- SHORT EXERCISE 1
Duplicate the passage of the excerpt on the relaxed rate function that starts at the words "Obviously, the function" and ends after the words "convex function [38].".

- DOCUMENT EXCERPT
Apply the Lemma 2 to the $\tilde{R}({P_{m,k}}^d;{P_{m,k}}^d(0))$ and let ${P_{m,k}}^d=e^{{\tilde{P}}_{m,k}^d}$. Then the relaxed $\tilde{R}({P_{m,k}}^d;{P_{m,k}}^d(0))$ can be obtained as follows:

$$\tilde{R}({{\tilde{P}}_{m,k}}^d;{P_{m,k}}^d(0),{\alpha }_{m,k},{\beta }_{m,k})=\frac{{\alpha }_{m,k}}{ln2}[ln{h}_m+{{\tilde{P}}_{m,k}}^d-ln(B_1{e}^{2{{\tilde{P}}_{m,k}}^d}+B_2{e}^{{{\tilde{P}}_{m,k}}^d}+N_0)]+{\beta }_{m,k}$$

(18)

Note that $\tilde{R}({{\tilde{P}}_{m,k}}^d;{P_{m,k}}^d(0),{\alpha }_{m,k},{\beta }_{m,k})$ is a concave function since it is the sum of linear and concave function terms [38]. After variable substitution, formula (17) can be rewritten as

$$\tilde{\mathsf{\Omega }}=\{{{\tilde{P}}_{m,k}}^d|e^{\frac{A_{{}_2}}{e^{{{\tilde{P}}_{m,k}}^d}}}+A_2{A}_3{e}^{-2{{\tilde{P}}_{m,k}}^d}\le A_3\}.$$

(19)

Obviously, the function $f({{\tilde{P}}_{m,k}}^d)=e^{\frac{A_{{}_2}}{e^{{{\tilde{P}}_{m,k}}^d}}}+A_2{A}_3{e}^{-2{{\tilde{P}}_{m,k}}^d}$ is a convex function [38].

(Entries for bounding-box labeling)
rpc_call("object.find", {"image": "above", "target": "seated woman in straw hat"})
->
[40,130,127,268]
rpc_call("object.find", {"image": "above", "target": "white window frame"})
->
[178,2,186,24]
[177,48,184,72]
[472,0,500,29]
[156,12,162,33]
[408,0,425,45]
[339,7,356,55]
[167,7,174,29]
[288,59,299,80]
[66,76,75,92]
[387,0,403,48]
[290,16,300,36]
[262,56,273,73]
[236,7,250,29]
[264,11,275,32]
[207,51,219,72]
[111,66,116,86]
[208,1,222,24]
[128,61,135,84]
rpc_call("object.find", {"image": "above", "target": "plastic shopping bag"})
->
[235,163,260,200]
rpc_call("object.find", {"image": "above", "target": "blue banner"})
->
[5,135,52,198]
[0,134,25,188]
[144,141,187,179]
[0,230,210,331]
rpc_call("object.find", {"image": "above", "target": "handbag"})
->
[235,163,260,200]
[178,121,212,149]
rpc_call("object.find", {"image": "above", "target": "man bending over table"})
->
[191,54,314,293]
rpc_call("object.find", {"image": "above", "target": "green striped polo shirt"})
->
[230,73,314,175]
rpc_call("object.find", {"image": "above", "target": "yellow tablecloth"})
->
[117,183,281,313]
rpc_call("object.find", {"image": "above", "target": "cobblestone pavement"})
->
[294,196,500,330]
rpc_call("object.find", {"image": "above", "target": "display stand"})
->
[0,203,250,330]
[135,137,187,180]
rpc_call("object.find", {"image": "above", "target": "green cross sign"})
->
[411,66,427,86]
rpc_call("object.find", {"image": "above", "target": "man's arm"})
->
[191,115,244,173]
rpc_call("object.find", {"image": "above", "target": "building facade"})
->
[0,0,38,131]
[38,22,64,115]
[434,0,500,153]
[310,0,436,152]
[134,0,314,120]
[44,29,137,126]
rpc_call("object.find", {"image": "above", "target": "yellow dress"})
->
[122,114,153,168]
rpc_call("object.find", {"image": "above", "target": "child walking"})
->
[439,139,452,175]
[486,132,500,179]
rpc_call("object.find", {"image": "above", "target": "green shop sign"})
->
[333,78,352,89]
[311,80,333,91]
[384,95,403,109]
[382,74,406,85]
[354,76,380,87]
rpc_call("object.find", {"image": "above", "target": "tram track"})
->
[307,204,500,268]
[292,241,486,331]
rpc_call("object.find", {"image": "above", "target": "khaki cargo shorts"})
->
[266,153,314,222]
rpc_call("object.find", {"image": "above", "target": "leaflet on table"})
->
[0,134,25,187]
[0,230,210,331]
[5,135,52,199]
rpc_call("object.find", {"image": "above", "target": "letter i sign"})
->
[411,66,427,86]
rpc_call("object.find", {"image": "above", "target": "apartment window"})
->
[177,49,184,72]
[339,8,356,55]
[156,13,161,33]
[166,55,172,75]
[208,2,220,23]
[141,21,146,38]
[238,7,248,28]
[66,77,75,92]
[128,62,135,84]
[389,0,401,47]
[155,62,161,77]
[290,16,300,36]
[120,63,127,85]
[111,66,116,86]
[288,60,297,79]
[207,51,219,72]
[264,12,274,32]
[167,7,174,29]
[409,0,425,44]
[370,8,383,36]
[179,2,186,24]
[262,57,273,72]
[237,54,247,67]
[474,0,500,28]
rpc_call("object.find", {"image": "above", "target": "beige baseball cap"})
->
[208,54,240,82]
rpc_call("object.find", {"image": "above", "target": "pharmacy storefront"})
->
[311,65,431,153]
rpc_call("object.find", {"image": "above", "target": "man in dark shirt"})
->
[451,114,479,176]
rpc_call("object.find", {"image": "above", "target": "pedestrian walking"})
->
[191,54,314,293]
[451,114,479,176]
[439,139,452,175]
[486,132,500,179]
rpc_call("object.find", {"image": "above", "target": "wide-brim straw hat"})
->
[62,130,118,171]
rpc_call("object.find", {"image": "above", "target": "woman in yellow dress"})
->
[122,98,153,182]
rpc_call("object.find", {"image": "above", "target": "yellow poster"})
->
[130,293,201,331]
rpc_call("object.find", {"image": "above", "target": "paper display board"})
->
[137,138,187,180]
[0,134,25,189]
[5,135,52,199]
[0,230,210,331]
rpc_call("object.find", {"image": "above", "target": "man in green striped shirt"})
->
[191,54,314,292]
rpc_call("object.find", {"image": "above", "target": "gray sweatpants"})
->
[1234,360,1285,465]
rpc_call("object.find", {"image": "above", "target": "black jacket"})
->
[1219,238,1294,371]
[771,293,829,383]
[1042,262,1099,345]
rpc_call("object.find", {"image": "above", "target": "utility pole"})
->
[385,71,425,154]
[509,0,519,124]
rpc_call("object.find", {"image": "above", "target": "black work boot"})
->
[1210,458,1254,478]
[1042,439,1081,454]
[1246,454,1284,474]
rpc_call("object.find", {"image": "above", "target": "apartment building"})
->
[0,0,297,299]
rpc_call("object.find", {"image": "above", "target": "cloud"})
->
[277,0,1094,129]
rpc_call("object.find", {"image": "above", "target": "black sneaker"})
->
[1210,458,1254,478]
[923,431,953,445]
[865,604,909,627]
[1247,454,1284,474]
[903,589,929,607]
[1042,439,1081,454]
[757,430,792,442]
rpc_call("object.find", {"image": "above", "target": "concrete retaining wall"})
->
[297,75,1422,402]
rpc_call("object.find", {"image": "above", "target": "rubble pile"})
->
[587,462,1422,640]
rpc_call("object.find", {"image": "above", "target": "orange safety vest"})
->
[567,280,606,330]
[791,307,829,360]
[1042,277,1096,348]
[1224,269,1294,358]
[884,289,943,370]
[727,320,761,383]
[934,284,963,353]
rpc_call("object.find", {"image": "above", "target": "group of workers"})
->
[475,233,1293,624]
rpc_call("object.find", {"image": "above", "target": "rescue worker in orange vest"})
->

- SHORT EXERCISE 2
Express the listing as a JSON list of strings, one string per line and with blank lines omitted. Start at the first line of the listing and stop after the line containing "[266,153,314,222]".

- COMPLETE RESPONSE 1
Obviously, the function $f({{\tilde{P}}_{m,k}}^d)=e^{\frac{A_{{}_2}}{e^{{{\tilde{P}}_{m,k}}^d}}}+A_2{A}_3{e}^{-2{{\tilde{P}}_{m,k}}^d}$ is a convex function [38].

- COMPLETE RESPONSE 2
[
  "rpc_call(\"object.find\", {\"image\": \"above\", \"target\": \"seated woman in straw hat\"})",
  "->",
  "[40,130,127,268]",
  "rpc_call(\"object.find\", {\"image\": \"above\", \"target\": \"white window frame\"})",
  "->",
  "[178,2,186,24]",
  "[177,48,184,72]",
  "[472,0,500,29]",
  "[156,12,162,33]",
  "[408,0,425,45]",
  "[339,7,356,55]",
  "[167,7,174,29]",
  "[288,59,299,80]",
  "[66,76,75,92]",
  "[387,0,403,48]",
  "[290,16,300,36]",
  "[262,56,273,73]",
  "[236,7,250,29]",
  "[264,11,275,32]",
  "[207,51,219,72]",
  "[111,66,116,86]",
  "[208,1,222,24]",
  "[128,61,135,84]",
  "rpc_call(\"object.find\", {\"image\": \"above\", \"target\": \"plastic shopping bag\"})",
  "->",
  "[235,163,260,200]",
  "rpc_call(\"object.find\", {\"image\": \"above\", \"target\": \"blue banner\"})",
  "->",
  "[5,135,52,198]",
  "[0,134,25,188]",
  "[144,141,187,179]",
  "[0,230,210,331]",
  "rpc_call(\"object.find\", {\"image\": \"above\", \"target\": \"handbag\"})",
  "->",
  "[235,163,260,200]",
  "[178,121,212,149]",
  "rpc_call(\"object.find\", {\"image\": \"above\", \"target\": \"man bending over table\"})",
  "->",
  "[191,54,314,293]",
  "rpc_call(\"object.find\", {\"image\": \"above\", \"target\": \"green striped polo shirt\"})",
  "->",
  "[230,73,314,175]",
  "rpc_call(\"object.find\", {\"image\": \"above\", \"target\": \"yellow tablecloth\"})",
  "->",
  "[117,183,281,313]",
  "rpc_call(\"object.find\", {\"image\": \"above\", \"target\": \"cobblestone pavement\"})",
  "->",
  "[294,196,500,330]",
  "rpc_call(\"object.find\", {\"image\": \"above\", \"target\": \"display stand\"})",
  "->",
  "[0,203,250,330]",
  "[135,137,187,180]",
  "rpc_call(\"object.find\", {\"image\": \"above\", \"target\": \"green cross sign\"})",
  "->",
  "[411,66,427,86]",
  "rpc_call(\"object.find\", {\"image\": \"above\", \"target\": \"man's arm\"})",
  "->",
  "[191,115,244,173]",
  "rpc_call(\"object.find\", {\"image\": \"above\", \"target\": \"building facade\"})",
  "->",
  "[0,0,38,131]",
  "[38,22,64,115]",
  "[434,0,500,153]",
  "[310,0,436,152]",
  "[134,0,314,120]",
  "[44,29,137,126]",
  "rpc_call(\"object.find\", {\"image\": \"above\", \"target\": \"yellow dress\"})",
  "->",
  "[122,114,153,168]",
  "rpc_call(\"object.find\", {\"image\": \"above\", \"target\": \"child walking\"})",
  "->",
  "[439,139,452,175]",
  "[486,132,500,179]",
  "rpc_call(\"object.find\", {\"image\": \"above\", \"target\": \"green shop sign\"})",
  "->",
  "[333,78,352,89]",
  "[311,80,333,91]",
  "[384,95,403,109]",
  "[382,74,406,85]",
  "[354,76,380,87]",
  "rpc_call(\"object.find\", {\"image\": \"above\", \"target\": \"tram track\"})",
  "->",
  "[307,204,500,268]",
  "[292,241,486,331]",
  "rpc_call(\"object.find\", {\"image\": \"above\", \"target\": \"khaki cargo shorts\"})",
  "->",
  "[266,153,314,222]"
]